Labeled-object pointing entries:
···

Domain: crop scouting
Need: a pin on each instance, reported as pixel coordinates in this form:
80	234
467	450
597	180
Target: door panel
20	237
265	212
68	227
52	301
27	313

···

## WORK REQUIRED
Rewrite every item above in full, including its request lines, and increase each pixel coordinate in the answers by 13. Leave the sample coordinates inside the request unchanged.

## TASK RESPONSE
Domain: crop scouting
Need: a pin on each instance, reported as pixel coordinates in this form:
80	234
467	450
597	180
Target: door panel
33	250
278	225
81	240
65	314
40	326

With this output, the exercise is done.